= ACTIVITY =
Please transcribe every record below exactly as written.

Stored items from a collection
——————

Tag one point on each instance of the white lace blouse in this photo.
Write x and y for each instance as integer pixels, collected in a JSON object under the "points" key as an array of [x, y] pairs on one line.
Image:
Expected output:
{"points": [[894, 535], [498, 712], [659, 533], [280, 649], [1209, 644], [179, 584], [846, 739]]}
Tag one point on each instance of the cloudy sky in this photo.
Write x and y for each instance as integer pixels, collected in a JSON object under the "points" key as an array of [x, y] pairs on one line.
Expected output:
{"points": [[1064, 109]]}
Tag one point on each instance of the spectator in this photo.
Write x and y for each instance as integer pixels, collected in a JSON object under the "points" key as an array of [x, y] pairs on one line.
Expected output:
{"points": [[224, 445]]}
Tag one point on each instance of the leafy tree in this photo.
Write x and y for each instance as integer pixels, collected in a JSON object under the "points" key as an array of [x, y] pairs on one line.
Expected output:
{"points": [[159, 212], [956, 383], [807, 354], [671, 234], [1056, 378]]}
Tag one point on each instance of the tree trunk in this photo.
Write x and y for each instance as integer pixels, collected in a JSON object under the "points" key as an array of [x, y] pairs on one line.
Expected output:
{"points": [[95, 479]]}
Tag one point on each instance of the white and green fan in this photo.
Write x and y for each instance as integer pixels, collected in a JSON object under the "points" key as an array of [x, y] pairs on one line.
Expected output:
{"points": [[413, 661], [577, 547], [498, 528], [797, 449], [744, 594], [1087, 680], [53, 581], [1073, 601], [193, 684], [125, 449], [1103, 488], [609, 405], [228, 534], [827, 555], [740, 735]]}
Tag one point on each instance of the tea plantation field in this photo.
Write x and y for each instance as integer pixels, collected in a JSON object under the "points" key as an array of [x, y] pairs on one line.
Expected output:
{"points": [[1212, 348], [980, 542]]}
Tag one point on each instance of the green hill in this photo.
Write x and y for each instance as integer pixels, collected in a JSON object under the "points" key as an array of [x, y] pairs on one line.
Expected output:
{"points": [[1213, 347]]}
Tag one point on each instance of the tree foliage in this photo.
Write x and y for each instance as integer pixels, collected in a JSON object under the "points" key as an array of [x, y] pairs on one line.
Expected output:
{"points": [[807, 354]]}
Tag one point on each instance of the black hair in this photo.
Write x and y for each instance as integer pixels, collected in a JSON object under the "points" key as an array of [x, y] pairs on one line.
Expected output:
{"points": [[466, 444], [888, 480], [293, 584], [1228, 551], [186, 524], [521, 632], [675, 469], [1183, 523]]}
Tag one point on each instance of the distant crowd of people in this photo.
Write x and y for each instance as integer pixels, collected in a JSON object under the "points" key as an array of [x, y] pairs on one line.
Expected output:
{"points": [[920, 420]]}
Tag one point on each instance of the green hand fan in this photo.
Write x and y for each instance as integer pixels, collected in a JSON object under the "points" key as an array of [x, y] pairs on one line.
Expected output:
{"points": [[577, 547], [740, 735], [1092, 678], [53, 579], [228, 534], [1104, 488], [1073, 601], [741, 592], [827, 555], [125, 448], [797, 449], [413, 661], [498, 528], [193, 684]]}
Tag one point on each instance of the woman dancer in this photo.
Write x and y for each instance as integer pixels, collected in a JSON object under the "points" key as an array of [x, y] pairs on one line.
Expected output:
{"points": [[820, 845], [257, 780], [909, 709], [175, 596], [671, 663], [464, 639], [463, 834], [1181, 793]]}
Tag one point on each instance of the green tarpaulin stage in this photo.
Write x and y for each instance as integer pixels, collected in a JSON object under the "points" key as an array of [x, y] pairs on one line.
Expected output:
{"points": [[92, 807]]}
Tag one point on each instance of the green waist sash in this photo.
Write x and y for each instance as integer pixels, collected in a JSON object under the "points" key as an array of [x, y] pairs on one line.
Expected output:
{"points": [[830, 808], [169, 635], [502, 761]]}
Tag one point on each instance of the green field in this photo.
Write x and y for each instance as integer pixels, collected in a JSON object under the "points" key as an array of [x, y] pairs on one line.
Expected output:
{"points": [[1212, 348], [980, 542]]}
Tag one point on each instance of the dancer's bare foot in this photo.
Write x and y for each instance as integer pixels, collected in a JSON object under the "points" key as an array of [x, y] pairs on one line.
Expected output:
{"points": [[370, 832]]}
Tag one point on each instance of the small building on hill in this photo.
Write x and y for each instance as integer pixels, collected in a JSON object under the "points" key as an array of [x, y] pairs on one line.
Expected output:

——————

= ANSWER TO THIS TASK =
Tag one point on each instance of the white lace blouse in this photo.
Write x and y for each instance as integer pixels, collected in a JSON object under the "points" key as an array of [x, y] pairs on one line.
Image:
Expected output:
{"points": [[894, 535], [498, 712], [659, 533], [280, 649], [1209, 644], [179, 584], [846, 739]]}
Tag one point on each instance of the cloudy sky in this photo.
Write x and y for each instance as integer pixels, collected in a JSON object under the "points" key as an array of [x, y] pairs on one line.
Expected output:
{"points": [[1064, 109]]}
Tag one point on each instance of the spectator in this photo.
Write x and y for each instance as integer pixels, collected in a JSON object under the "points" key as an array of [x, y] pairs on one line.
Expected output:
{"points": [[224, 445]]}
Tag one point on each instance of the leafy tree in this photo.
Write x and y for each instance as integer pixels, collected in a JSON object under the "points" key as an array of [x, y] pairs on one line.
Expected output:
{"points": [[159, 212], [956, 383], [807, 354], [671, 234], [1056, 378]]}
Tag one point on each instance of the tree trunk in this photo.
Write x and y for each instance as integer pixels, collected in a JSON object under the "points" key as an array of [x, y] pairs on one line.
Expected output:
{"points": [[95, 479]]}
Tag one point on each instance of the white and green fan in this photo.
Write x and y for each instance as integer pixels, collected in a JSON object under the "points" key as an array of [x, y] pairs on one line.
Expected output:
{"points": [[413, 661], [577, 547], [498, 528], [797, 449], [744, 594], [1087, 680], [53, 581], [1073, 601], [193, 684], [125, 449], [1103, 488], [609, 405], [228, 534], [827, 555], [740, 735]]}
Tag one point on each instance of the tea plantation field in this photo.
Write x and y for each instance as integer pixels, collected in a JSON object under the "points" key as an array of [x, y] pairs on one line.
Expected output:
{"points": [[1212, 348], [980, 542]]}
Tag one point on each instance of the green hill in this photo.
Write x and y for each instance as integer pixels, collected in a JSON object under the "points" key as an array of [x, y] pairs on one line.
Expected output:
{"points": [[1213, 347]]}
Tag one point on each instance of the tree foliage in this photo.
Write x and y for each instance as integer pixels, collected in a JSON object under the "points" key as an array of [x, y] pairs on one line.
Expected output:
{"points": [[807, 354]]}
Tag one point on each instance of the black hair in this photo.
Write x and y for each instance as integer pixels, collected in a JSON object under the "points" key as an array of [x, y] pairs on one line.
Expected output:
{"points": [[466, 444], [888, 480], [293, 584], [1228, 551], [186, 524], [521, 632], [675, 469], [1183, 523]]}
Tag one point on each instance of the distant crowd of people in this photo.
Write x and y for each instance as integer pixels, collected in a JSON object under the "points" key as an array of [x, y] pairs on one line.
Expected output:
{"points": [[920, 420]]}
Tag one point on each instance of the green hand fan in this photo.
Write x and y for each instance as integer pixels, collected in a JSON object under the "points" key as an array of [x, y] pairs on one line.
Expected output:
{"points": [[577, 547], [740, 735], [1092, 678], [53, 579], [228, 534], [1104, 488], [1073, 601], [741, 592], [827, 555], [125, 448], [797, 449], [413, 661], [498, 528], [193, 684]]}
Tag one point on each instance of the woman dancer in this photo.
Write x and y for each instance as integer pixels, collected in a JSON object under the "points" key as an array of [x, y] pairs on one line.
Expected output:
{"points": [[820, 845], [257, 780], [909, 709], [175, 596], [671, 663], [464, 639], [463, 834], [1181, 793]]}
Tag one point on each instance of the green tarpaulin stage in this photo.
Write x and y for each instance as integer pixels, collected in a JSON object under the "points" key as an array of [x, y] pairs on one line.
Expected output:
{"points": [[92, 807]]}
Tag one point on each instance of the green waist sash in this photo.
Write x and y for each instance as integer pixels, collected in a JSON object under the "points" key as an array of [x, y] pairs on one line.
Expected output:
{"points": [[830, 808], [169, 635], [502, 761]]}
Tag one point on each instance of the green field in this photo.
Write x and y for each instance as integer pixels, collected in a JSON object under the "points" key as an array of [x, y] pairs on one line.
Expected output:
{"points": [[1212, 348], [980, 542]]}
Tag one point on each instance of the dancer's bare foot in this photo.
Write x and y for each instance as integer pixels, collected in a JSON object under the "points" key as an array of [x, y] pairs on one line.
Expected output:
{"points": [[370, 832]]}
Tag one point on each instance of the small building on hill in this photo.
Write x and y for each instance as integer pixels, collected in a JSON object under the "points" key as an array of [x, y] pairs on one line.
Expected output:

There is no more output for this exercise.